# Material for the task:
= = =

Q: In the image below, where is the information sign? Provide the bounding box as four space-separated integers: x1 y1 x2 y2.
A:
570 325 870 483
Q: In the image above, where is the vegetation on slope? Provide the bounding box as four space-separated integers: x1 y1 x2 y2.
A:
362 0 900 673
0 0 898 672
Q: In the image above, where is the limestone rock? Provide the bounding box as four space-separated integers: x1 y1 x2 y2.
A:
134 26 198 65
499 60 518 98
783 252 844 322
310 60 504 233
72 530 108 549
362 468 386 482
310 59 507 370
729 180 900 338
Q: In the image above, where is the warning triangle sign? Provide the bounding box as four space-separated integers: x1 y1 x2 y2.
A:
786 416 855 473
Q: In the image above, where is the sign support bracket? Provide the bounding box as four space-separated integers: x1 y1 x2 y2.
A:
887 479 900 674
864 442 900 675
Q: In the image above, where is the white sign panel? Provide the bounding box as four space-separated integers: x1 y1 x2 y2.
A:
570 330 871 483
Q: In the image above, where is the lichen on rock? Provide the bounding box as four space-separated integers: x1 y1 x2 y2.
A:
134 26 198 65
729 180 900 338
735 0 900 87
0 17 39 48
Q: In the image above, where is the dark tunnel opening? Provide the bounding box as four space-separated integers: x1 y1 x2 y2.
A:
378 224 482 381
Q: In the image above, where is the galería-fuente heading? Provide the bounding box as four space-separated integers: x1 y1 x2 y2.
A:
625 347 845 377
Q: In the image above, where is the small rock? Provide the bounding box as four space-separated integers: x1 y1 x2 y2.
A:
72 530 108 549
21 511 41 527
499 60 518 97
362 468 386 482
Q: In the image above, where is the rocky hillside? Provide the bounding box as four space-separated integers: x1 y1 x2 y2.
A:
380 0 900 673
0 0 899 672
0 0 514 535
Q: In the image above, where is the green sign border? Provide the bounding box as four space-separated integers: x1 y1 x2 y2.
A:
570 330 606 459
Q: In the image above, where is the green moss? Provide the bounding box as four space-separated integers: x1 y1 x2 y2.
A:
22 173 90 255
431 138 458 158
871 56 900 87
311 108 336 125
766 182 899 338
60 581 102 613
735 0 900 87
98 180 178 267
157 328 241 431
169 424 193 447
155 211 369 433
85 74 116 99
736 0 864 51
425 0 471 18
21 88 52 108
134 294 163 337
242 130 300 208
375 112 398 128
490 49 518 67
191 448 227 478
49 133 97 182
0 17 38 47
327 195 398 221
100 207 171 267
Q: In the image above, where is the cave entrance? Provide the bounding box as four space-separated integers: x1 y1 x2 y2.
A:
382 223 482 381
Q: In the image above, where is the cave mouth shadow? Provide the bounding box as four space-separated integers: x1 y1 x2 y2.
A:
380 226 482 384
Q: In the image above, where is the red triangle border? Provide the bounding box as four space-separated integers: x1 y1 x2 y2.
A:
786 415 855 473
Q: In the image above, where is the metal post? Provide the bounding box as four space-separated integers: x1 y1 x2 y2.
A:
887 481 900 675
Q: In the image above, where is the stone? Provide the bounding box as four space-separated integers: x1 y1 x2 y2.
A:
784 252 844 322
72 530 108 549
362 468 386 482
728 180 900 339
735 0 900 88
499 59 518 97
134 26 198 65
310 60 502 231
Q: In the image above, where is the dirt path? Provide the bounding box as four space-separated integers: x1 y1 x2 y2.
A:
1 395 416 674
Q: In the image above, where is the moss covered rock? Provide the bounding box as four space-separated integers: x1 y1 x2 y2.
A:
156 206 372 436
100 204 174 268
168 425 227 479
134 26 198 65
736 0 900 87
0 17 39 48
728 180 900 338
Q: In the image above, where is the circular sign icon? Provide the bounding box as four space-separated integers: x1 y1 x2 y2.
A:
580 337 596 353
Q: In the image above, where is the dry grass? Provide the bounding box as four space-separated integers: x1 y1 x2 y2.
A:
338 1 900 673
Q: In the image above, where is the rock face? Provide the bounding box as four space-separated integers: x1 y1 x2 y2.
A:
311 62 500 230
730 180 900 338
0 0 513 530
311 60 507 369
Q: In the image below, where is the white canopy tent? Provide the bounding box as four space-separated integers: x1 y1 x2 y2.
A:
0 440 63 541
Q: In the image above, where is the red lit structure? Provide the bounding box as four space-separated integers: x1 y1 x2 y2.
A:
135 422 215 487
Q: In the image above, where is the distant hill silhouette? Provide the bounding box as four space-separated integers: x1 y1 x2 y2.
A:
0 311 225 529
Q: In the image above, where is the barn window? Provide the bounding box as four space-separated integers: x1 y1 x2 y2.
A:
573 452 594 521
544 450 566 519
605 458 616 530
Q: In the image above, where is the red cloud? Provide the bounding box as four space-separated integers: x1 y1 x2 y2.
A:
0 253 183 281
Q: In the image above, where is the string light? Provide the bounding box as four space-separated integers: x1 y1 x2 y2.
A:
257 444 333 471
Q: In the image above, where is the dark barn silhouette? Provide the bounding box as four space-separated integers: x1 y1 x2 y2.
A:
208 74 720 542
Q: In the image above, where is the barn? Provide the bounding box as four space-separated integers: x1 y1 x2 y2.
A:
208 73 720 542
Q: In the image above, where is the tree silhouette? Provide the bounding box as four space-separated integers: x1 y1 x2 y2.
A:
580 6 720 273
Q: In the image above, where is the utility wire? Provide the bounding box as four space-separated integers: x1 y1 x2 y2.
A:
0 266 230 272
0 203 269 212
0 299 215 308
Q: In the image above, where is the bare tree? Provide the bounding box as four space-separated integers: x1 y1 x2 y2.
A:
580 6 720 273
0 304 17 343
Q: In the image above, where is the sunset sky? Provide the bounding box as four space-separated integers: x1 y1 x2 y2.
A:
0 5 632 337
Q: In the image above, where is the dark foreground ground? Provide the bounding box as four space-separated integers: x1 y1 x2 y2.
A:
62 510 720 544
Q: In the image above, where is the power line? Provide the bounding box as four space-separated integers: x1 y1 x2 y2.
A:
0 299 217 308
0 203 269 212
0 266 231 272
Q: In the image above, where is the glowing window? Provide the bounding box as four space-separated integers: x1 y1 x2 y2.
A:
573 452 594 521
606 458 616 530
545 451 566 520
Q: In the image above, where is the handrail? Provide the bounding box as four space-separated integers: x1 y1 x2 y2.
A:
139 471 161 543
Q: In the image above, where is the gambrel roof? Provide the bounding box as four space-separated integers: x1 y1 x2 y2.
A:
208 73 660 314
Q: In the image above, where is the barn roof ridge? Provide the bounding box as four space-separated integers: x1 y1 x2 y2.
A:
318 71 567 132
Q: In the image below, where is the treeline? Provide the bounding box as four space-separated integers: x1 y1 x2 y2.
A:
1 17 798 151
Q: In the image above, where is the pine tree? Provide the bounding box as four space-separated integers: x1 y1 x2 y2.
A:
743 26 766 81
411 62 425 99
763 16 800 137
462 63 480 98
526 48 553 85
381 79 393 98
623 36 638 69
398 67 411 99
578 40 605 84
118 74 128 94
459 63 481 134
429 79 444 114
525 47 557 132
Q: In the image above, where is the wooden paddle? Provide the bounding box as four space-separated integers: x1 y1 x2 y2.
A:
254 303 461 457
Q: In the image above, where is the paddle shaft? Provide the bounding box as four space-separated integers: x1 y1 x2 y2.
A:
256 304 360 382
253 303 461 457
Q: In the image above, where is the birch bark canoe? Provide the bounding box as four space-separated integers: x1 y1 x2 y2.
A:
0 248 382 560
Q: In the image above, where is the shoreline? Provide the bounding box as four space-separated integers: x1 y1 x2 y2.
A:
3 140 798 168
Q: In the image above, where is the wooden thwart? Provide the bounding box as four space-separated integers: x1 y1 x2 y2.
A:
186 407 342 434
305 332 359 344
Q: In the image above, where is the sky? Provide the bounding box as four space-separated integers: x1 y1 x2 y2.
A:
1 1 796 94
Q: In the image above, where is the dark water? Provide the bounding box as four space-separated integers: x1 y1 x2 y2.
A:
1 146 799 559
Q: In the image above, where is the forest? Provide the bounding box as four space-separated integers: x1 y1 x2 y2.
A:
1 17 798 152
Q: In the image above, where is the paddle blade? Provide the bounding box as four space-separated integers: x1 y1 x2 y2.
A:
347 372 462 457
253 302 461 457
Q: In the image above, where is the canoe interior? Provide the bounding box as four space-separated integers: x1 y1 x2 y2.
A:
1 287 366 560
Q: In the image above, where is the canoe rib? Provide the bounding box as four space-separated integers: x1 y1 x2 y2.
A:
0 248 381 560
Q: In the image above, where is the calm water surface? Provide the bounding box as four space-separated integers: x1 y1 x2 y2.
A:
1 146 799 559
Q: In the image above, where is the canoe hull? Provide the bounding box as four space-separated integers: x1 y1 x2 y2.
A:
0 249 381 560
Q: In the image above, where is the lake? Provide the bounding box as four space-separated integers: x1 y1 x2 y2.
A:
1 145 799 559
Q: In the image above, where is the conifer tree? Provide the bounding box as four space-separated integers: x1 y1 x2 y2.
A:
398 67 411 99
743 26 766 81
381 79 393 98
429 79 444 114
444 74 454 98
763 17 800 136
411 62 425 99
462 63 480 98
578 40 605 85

= = =

# Work to complete:
Write out word for word only the lines from the start of the entries down to the line with "Q: In the image above, where is the limestone", please, including both ends.

# Completed exercise:
Q: In the image below, where is the information sign? Provide the bounding box as four space-separated integers: x1 y1 x2 y2.
A:
570 325 870 483
Q: In the image above, where is the vegetation on slope? Provide the bounding box as four space-separated integers: x1 y1 x2 y2.
A:
362 0 900 673
0 0 898 672
Q: In the image above, where is the limestone rock? Provide the bounding box as four space-separated integers: x1 y1 x2 y2.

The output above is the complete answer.